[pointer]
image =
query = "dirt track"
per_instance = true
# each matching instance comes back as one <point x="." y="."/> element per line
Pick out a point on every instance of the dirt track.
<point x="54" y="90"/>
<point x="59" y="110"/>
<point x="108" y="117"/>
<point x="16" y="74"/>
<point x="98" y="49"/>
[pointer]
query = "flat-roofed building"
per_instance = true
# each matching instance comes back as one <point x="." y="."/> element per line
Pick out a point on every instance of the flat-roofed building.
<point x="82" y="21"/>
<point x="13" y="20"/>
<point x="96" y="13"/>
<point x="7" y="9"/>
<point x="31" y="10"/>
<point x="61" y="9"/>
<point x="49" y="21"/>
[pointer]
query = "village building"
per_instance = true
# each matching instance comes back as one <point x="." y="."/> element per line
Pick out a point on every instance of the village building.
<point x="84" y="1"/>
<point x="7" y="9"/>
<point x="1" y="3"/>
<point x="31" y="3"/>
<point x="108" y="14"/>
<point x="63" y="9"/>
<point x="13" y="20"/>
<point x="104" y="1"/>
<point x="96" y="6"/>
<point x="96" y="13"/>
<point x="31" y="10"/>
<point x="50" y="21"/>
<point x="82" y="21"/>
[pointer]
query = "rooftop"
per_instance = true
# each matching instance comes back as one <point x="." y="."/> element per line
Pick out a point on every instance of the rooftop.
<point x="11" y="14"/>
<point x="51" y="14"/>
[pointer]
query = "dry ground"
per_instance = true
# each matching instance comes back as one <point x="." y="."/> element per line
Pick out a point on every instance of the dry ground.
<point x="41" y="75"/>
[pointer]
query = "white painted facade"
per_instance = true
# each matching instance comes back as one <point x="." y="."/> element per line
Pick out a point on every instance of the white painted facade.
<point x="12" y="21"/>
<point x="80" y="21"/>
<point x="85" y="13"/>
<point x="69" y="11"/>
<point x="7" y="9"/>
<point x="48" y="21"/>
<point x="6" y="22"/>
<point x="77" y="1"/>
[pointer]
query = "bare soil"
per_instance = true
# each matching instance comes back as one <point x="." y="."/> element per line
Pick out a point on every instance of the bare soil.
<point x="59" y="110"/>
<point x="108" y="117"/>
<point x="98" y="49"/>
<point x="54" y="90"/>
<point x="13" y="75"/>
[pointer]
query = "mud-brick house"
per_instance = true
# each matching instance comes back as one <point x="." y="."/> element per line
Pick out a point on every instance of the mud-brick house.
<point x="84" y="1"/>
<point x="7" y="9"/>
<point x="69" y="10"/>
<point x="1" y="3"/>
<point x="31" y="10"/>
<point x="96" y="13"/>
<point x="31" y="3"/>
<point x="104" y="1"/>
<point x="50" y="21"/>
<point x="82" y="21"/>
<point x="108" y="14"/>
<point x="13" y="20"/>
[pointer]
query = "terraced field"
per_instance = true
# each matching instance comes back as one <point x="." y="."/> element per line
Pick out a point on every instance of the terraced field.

┄┄┄┄┄┄┄┄┄┄

Every record shown above must be echoed exactly.

WRITTEN ANSWER:
[pointer]
image =
query = "dirt track"
per_instance = true
# each matching instance comes back as one <point x="." y="."/> element per line
Pick out a point on every instance of the dirt track.
<point x="54" y="90"/>
<point x="59" y="110"/>
<point x="108" y="117"/>
<point x="16" y="74"/>
<point x="98" y="49"/>
[pointer]
query = "flat-roofed building"
per_instance = true
# each matching instance comes back as one <point x="." y="."/> element per line
Pick out a point on every instance of the flat-roofed building.
<point x="82" y="21"/>
<point x="13" y="20"/>
<point x="96" y="13"/>
<point x="7" y="9"/>
<point x="31" y="10"/>
<point x="61" y="9"/>
<point x="49" y="21"/>
[pointer]
query = "village building"
per_instance = true
# each matching instance comes back as one <point x="." y="."/> element per line
Pick out a point on every instance of the village building.
<point x="84" y="1"/>
<point x="7" y="9"/>
<point x="1" y="3"/>
<point x="31" y="3"/>
<point x="108" y="14"/>
<point x="63" y="9"/>
<point x="13" y="20"/>
<point x="104" y="1"/>
<point x="96" y="6"/>
<point x="96" y="13"/>
<point x="31" y="10"/>
<point x="50" y="21"/>
<point x="82" y="21"/>
[pointer]
query = "rooftop"
per_instance = true
# each matching instance comes back as one <point x="." y="."/> element per line
Pick out a point on every instance of the rooftop.
<point x="11" y="14"/>
<point x="51" y="14"/>
[pointer]
query = "dry ground"
per_instance = true
# each matching instance comes back as one <point x="." y="."/> element per line
Pick out a point on every instance of the dry ground.
<point x="41" y="75"/>
[pointer]
query = "white painted facade"
per_instance = true
# each matching instance comes back as one <point x="." y="."/> element per line
Pick out a point on every instance of the white painted facade.
<point x="12" y="21"/>
<point x="80" y="21"/>
<point x="85" y="13"/>
<point x="69" y="11"/>
<point x="7" y="9"/>
<point x="48" y="21"/>
<point x="6" y="22"/>
<point x="77" y="1"/>
[pointer]
query = "bare soil"
per_instance = true
# each matching instance comes back as one <point x="." y="."/> element per line
Pick out a point on every instance of the bare soil.
<point x="59" y="110"/>
<point x="108" y="117"/>
<point x="98" y="49"/>
<point x="54" y="90"/>
<point x="13" y="75"/>
[pointer]
query = "mud-brick house"
per_instance = true
# each matching instance comes back as one <point x="." y="."/> element per line
Pick out a point on every instance of the mud-brick house.
<point x="84" y="1"/>
<point x="7" y="9"/>
<point x="69" y="10"/>
<point x="1" y="3"/>
<point x="31" y="10"/>
<point x="96" y="13"/>
<point x="31" y="3"/>
<point x="104" y="1"/>
<point x="50" y="21"/>
<point x="82" y="21"/>
<point x="108" y="14"/>
<point x="13" y="20"/>
[pointer]
query = "terraced field"
per_instance = true
# each matching instance comes back as one <point x="." y="."/> element per line
Pick out a point on every instance of the terraced field.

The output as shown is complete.